### Records provided
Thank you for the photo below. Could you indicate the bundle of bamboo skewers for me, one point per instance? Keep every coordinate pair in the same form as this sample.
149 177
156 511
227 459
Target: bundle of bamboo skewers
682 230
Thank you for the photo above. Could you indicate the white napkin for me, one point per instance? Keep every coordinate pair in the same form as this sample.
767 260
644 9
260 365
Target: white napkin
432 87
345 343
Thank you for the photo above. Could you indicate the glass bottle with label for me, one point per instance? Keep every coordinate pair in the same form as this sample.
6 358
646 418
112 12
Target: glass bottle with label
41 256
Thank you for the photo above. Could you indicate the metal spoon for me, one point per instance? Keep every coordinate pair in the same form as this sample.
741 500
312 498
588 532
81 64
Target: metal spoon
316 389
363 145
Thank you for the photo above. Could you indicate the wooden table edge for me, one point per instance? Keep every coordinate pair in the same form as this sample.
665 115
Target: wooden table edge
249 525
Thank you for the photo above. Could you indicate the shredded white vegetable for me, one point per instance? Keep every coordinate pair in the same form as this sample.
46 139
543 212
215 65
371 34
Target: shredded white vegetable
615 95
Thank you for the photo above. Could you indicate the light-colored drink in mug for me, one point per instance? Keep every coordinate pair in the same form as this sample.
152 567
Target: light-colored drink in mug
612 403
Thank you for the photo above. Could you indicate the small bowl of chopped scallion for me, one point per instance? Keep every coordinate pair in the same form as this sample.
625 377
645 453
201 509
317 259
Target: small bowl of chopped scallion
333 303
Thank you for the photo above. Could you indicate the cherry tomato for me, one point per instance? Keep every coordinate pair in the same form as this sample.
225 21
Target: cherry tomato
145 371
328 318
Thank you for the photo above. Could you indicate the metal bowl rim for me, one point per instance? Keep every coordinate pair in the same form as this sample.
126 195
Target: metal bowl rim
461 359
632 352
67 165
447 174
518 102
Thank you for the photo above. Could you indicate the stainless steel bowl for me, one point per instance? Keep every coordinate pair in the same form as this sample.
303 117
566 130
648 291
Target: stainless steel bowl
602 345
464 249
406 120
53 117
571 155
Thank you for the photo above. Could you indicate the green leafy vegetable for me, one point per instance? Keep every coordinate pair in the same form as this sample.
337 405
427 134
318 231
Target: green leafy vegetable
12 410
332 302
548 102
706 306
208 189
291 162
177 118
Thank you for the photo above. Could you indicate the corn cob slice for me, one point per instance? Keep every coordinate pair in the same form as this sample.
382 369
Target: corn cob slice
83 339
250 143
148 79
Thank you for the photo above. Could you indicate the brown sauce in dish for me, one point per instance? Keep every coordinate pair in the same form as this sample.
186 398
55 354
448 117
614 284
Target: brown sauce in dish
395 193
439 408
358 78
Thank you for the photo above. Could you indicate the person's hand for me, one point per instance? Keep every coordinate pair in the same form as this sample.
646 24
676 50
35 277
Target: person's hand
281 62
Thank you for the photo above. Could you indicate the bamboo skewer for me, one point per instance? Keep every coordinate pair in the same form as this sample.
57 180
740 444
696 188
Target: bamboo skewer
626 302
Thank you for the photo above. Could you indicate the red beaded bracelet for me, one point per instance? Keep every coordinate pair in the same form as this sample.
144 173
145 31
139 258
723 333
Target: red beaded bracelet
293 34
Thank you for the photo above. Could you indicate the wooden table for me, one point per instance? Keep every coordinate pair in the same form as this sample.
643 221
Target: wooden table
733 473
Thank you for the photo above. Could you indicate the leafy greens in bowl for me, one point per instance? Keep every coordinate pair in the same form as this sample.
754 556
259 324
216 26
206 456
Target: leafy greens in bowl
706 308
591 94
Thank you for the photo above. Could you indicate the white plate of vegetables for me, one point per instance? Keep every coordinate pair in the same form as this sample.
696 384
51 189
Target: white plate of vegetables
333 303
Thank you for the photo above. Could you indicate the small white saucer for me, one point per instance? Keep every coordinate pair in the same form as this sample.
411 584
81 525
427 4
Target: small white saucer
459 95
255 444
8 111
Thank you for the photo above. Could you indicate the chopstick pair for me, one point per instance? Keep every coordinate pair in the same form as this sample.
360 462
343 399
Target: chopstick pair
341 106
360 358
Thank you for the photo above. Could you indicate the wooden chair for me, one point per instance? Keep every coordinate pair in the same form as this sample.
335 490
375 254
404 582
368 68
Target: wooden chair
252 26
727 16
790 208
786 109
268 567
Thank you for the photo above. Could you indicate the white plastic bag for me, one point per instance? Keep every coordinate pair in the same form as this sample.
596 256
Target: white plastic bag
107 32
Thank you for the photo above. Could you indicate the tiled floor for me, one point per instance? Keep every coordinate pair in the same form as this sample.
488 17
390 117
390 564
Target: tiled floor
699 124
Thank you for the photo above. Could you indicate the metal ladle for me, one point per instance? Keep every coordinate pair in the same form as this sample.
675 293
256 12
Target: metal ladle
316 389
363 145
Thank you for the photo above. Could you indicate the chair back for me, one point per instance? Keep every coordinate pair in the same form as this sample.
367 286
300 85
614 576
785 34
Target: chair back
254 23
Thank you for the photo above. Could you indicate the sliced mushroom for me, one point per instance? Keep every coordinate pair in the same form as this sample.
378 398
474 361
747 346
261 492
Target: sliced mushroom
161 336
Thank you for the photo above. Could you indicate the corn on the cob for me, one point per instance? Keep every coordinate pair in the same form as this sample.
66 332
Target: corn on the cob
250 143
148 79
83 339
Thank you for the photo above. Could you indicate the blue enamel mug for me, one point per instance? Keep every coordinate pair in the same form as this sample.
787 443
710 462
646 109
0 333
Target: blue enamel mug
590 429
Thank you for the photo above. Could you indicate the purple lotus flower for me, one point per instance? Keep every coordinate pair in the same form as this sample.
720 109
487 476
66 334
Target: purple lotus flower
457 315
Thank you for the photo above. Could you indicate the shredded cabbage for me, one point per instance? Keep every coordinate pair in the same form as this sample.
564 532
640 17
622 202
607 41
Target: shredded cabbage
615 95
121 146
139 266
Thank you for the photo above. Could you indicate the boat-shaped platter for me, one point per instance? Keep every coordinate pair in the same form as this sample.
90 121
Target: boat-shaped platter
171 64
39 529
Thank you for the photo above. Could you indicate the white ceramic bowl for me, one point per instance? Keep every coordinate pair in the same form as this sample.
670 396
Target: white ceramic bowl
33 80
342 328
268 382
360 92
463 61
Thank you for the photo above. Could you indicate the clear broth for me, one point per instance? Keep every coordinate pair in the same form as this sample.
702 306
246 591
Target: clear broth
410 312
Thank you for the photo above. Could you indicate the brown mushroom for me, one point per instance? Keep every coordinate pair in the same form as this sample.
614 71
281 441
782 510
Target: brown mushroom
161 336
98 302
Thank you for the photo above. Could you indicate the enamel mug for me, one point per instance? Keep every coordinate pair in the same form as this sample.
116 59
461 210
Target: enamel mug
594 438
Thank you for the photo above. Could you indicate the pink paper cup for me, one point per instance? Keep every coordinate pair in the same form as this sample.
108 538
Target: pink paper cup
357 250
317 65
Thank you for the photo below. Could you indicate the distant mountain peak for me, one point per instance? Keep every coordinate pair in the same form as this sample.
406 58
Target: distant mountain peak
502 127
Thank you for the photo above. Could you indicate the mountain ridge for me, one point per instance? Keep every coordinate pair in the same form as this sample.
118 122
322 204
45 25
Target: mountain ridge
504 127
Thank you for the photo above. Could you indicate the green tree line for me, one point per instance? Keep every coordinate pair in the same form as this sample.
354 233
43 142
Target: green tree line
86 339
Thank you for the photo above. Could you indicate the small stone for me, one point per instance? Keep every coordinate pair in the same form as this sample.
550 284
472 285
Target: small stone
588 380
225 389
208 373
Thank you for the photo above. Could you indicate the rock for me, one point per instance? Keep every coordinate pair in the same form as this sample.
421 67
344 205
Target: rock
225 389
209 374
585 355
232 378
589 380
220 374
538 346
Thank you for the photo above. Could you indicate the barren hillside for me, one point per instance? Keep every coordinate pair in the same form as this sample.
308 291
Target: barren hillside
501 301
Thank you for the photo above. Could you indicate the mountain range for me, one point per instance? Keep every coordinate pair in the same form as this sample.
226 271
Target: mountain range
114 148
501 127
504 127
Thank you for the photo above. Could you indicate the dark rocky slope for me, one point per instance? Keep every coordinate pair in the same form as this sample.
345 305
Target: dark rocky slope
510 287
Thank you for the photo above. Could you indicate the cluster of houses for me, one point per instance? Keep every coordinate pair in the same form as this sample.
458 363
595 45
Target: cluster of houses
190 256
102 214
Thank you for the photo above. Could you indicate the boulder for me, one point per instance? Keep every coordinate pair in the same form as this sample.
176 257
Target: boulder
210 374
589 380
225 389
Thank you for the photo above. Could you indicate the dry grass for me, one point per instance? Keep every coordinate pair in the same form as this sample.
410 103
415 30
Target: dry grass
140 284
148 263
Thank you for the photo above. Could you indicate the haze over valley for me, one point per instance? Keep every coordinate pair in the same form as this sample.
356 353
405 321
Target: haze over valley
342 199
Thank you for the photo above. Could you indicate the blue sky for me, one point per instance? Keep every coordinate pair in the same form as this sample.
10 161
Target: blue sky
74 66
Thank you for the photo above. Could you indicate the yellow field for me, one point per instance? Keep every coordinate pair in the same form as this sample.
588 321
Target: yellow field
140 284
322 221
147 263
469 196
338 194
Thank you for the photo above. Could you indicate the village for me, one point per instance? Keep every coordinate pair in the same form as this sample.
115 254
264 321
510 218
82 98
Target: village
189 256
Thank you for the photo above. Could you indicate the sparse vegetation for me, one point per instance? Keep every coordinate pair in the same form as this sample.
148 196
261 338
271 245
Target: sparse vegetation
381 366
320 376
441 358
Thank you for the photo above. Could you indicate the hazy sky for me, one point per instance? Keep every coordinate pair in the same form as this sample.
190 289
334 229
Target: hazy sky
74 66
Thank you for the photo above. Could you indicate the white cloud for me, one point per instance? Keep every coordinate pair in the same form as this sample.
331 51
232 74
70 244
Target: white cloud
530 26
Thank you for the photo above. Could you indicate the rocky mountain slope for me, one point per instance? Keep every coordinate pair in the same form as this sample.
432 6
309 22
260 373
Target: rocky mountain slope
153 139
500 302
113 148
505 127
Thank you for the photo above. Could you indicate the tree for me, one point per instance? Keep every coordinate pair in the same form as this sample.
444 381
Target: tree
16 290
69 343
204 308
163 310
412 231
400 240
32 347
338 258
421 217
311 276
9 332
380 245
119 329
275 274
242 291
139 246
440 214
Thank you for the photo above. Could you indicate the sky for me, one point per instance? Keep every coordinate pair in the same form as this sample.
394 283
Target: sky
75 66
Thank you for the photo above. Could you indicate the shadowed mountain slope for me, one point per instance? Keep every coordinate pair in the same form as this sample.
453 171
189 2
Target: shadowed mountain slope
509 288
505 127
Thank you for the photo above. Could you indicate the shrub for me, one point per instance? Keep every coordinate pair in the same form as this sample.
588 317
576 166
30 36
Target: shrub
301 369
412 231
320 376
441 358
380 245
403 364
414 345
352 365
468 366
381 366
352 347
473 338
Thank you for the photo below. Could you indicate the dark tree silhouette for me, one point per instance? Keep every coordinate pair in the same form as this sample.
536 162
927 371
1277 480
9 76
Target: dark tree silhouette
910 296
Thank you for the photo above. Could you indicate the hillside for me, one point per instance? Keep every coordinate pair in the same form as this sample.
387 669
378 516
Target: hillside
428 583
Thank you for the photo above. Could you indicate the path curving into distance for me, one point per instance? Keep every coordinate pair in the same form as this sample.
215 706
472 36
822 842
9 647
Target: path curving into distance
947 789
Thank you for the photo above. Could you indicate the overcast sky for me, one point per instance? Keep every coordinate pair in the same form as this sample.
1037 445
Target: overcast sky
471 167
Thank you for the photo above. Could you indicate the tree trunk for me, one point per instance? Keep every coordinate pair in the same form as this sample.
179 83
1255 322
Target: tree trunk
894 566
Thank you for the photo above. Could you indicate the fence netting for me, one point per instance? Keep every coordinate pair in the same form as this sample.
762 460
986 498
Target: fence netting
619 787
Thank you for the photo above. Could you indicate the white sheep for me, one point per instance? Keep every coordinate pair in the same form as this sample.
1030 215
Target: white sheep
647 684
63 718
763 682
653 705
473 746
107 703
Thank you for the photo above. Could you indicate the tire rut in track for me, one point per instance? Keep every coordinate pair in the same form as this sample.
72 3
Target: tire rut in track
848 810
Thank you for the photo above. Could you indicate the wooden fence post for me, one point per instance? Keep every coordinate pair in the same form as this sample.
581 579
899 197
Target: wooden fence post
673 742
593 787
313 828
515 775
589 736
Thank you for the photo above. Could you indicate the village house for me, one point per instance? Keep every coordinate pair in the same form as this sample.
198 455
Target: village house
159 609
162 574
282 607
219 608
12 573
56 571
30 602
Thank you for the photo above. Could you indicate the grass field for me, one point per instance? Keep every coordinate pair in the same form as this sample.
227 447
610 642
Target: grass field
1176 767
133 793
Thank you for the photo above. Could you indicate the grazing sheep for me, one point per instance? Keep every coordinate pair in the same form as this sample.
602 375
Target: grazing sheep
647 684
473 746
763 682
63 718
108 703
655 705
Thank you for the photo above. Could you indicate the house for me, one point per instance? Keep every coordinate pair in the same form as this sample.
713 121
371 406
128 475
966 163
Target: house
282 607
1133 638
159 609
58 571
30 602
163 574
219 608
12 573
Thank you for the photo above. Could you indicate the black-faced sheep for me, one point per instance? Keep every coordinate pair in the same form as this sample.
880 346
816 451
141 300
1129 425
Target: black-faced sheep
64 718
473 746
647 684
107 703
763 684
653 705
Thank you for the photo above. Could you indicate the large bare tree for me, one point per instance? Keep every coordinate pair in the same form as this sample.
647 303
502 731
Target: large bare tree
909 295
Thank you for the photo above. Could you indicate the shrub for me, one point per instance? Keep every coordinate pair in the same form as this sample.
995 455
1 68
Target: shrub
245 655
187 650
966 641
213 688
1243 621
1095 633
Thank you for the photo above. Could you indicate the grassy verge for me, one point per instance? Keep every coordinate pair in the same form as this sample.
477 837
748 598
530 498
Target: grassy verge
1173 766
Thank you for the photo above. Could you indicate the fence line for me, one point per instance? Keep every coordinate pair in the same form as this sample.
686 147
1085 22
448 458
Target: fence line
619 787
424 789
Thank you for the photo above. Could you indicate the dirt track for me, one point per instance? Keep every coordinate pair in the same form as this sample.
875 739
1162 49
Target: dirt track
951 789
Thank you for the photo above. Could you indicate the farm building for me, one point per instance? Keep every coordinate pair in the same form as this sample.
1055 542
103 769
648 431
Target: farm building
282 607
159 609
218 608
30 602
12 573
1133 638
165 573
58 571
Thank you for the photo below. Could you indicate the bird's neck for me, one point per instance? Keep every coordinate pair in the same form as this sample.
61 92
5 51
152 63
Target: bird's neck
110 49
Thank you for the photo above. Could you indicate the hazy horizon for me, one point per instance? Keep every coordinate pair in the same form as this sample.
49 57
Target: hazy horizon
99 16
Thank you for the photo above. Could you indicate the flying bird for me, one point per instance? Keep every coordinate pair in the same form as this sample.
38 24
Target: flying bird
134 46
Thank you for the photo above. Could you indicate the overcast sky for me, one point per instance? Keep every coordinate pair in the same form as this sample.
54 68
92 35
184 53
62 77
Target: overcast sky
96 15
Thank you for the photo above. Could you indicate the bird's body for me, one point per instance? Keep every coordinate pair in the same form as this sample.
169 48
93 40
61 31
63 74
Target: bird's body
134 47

### What you need to do
Lines with the word "below" in them: report all of these from the listing above.

### Response
Thank you for the photo below. Could you indicate the bundle of bamboo skewers for me, one point per instance? Keep every coordinate pair in the same form as this sample.
Thank you for the photo below. Could you indicate the distant mountain peak for me, one point per instance? Keep every coordinate pair in the same form as this sample.
Thank you for the photo below. Could you indicate the dark tree silhouette for me, one point per instance? Keep every coordinate pair in the same form as this sample.
Thank you for the photo below. Could you indicate the bird's neck for me, one point per instance? Keep every coordinate pair in the same form as this sample.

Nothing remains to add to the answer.